> **EXERCISE SET**:
A – Which usernames appear as comment authors in the forum thread below?
B – Can you copy the forum thread below word for word, starting at "invalidOrTaken · on" and continuing up to and including "taking cheap shots."?

> **TEXT PASSAGE**:
------------------------------------

I expect you would fail the test because of the attitude, even though if this were a real job interview you'd do your best to suppress it, it would come out

invalidOrTaken · on Feb 15, 2020

>what is not well received is the judgmental tone, passing judgment about me for things you cannot possibly know

But this is the irony---a job interview is a judgment. Why do you think feelings on this run so high?

ip26 · on Feb 15, 2020

I expect you would fail the test because of the attitude

How is this relevant? Now you're just taking cheap shots.

glofish · on Feb 15, 2020

I don't get it, honestly.

I would not recommend a candidate, who, when asked if they could do this with cut|sort|head would reply something like:

heh, what a pathetic question, I bet your history is full of "man cut"

it is not the right answer, it is needlessly obnoxious and indicates a person that can barely bottle up their emotions and quickly gives in under pressure. Usually not a good match to any team - unless they also bring in something massively beneficial.

x3n0ph3n3 · on Feb 15, 2020

Culture fit. Is the candidate likely to reject/scoff at certain tasks because they think it's below them?

joshuamorton · on Feb 15, 2020

"it appears you're implicitly looking for bash knowledge, which is unfair".

"I wouldn't hire you with that attitude"

I'm getting more judgemental vibes from interviewer than interviewee.

blub · on Feb 15, 2020

I do believe overgard was just making a point and not expecting a job offer from you. I find these "I'd never hire you" comments so obnoxious... At least you could tell us where you work and your name so we could ask for another interviewer if we ever apply there :-)

satisfaction · on Feb 18, 2020

Whew, My first thought was import the thing to database, use database engine to sort.

hogFeast · on Feb 15, 2020

Dear God, I hope you don't do interviews. Talking about the "attitude" of someone you don't know, taking criticism personally, thinking that you are weeding people out by trying to "irritate some", suggesting they are trying to suppress it, and (of course) that you will be detect it. Every thread on hiring about HN has these weird passive-aggressive interviewers...interviewing is hard, it is really something that people should be trained to do (and some people really won't ever be able to do it).

------------------------------------

> **DATA SECTION**:
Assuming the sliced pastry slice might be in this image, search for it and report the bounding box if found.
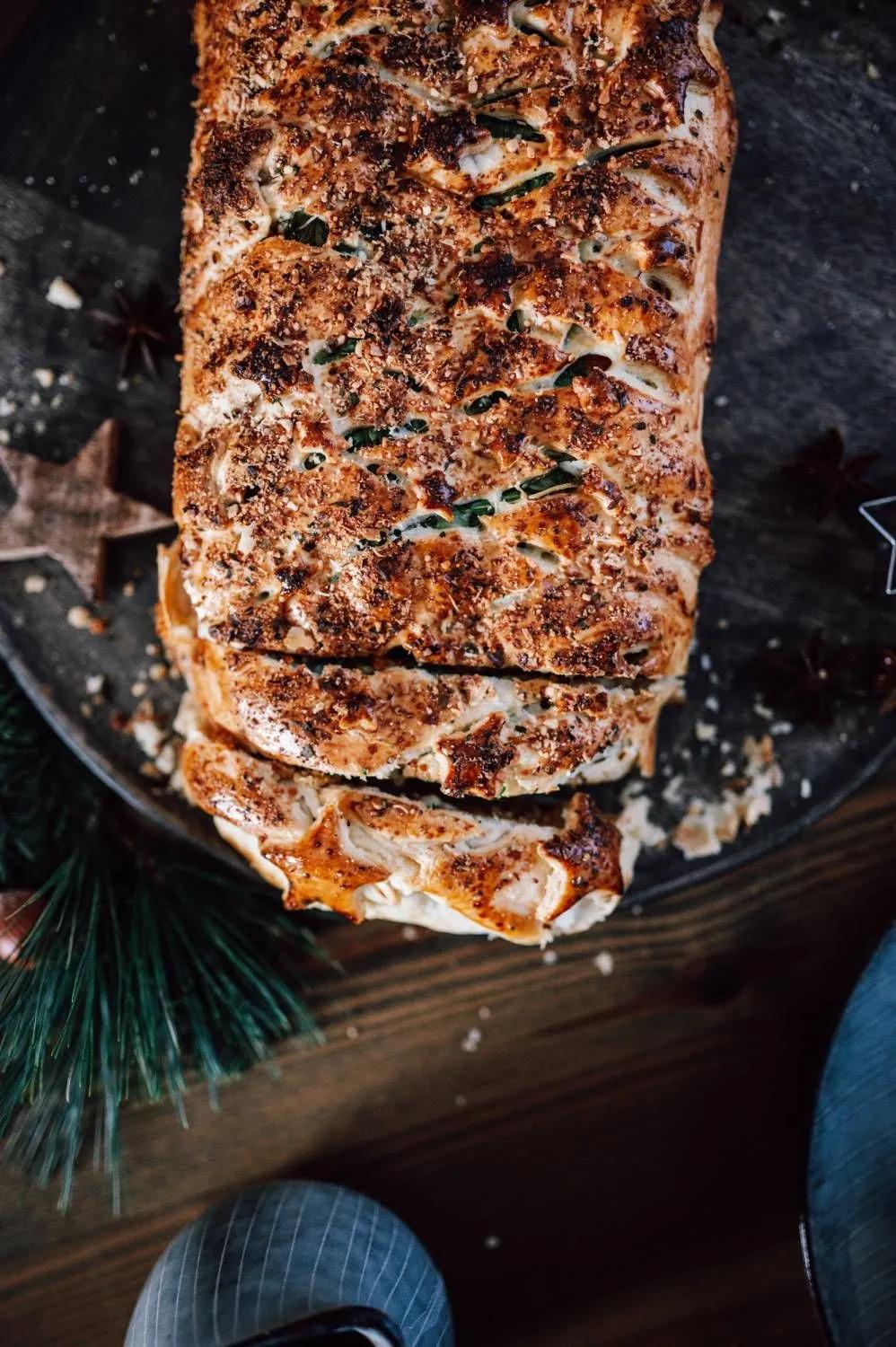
[180,722,628,945]
[161,543,679,799]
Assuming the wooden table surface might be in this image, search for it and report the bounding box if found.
[0,770,896,1347]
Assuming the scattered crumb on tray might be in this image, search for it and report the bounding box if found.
[66,603,110,636]
[48,277,83,309]
[672,735,784,861]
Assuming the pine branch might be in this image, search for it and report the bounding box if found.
[0,667,321,1210]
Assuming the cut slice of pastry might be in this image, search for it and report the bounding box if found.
[159,543,679,799]
[180,718,624,945]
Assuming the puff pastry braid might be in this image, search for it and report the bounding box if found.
[162,0,734,939]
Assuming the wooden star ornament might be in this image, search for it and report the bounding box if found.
[0,420,172,600]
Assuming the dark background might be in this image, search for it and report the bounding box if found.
[0,0,896,1347]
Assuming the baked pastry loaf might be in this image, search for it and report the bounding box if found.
[162,0,734,943]
[159,546,679,799]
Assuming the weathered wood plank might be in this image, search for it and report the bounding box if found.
[0,770,896,1347]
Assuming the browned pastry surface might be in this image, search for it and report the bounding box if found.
[161,0,734,940]
[161,544,679,799]
[182,730,622,943]
[175,0,733,676]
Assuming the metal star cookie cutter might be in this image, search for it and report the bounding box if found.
[858,496,896,594]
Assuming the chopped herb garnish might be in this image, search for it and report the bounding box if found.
[279,210,330,248]
[314,337,358,365]
[554,355,613,388]
[452,497,495,528]
[345,426,388,450]
[516,22,563,48]
[587,139,659,164]
[357,528,390,552]
[463,388,509,417]
[470,172,555,210]
[476,112,544,142]
[520,468,578,496]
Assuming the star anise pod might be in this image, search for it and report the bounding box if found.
[781,426,880,519]
[91,286,174,379]
[756,632,853,725]
[870,646,896,716]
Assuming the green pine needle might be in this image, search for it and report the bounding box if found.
[0,665,321,1210]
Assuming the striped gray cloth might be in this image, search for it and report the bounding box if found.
[126,1183,454,1347]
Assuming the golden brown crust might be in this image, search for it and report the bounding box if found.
[161,544,679,799]
[161,0,734,940]
[175,0,733,676]
[182,732,622,943]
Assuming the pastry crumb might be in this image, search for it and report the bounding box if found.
[672,735,784,861]
[66,603,92,632]
[46,277,83,310]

------------------------------------

> **SET OF ANSWERS**:
A – invalidOrTaken, ip26, glofish, x3n0ph3n3, joshuamorton, blub, satisfaction, hogFeast

B –
invalidOrTaken · on Feb 15, 2020

>what is not well received is the judgmental tone, passing judgment about me for things you cannot possibly know

But this is the irony---a job interview is a judgment. Why do you think feelings on this run so high?

ip26 · on Feb 15, 2020

I expect you would fail the test because of the attitude

How is this relevant? Now you're just taking cheap shots.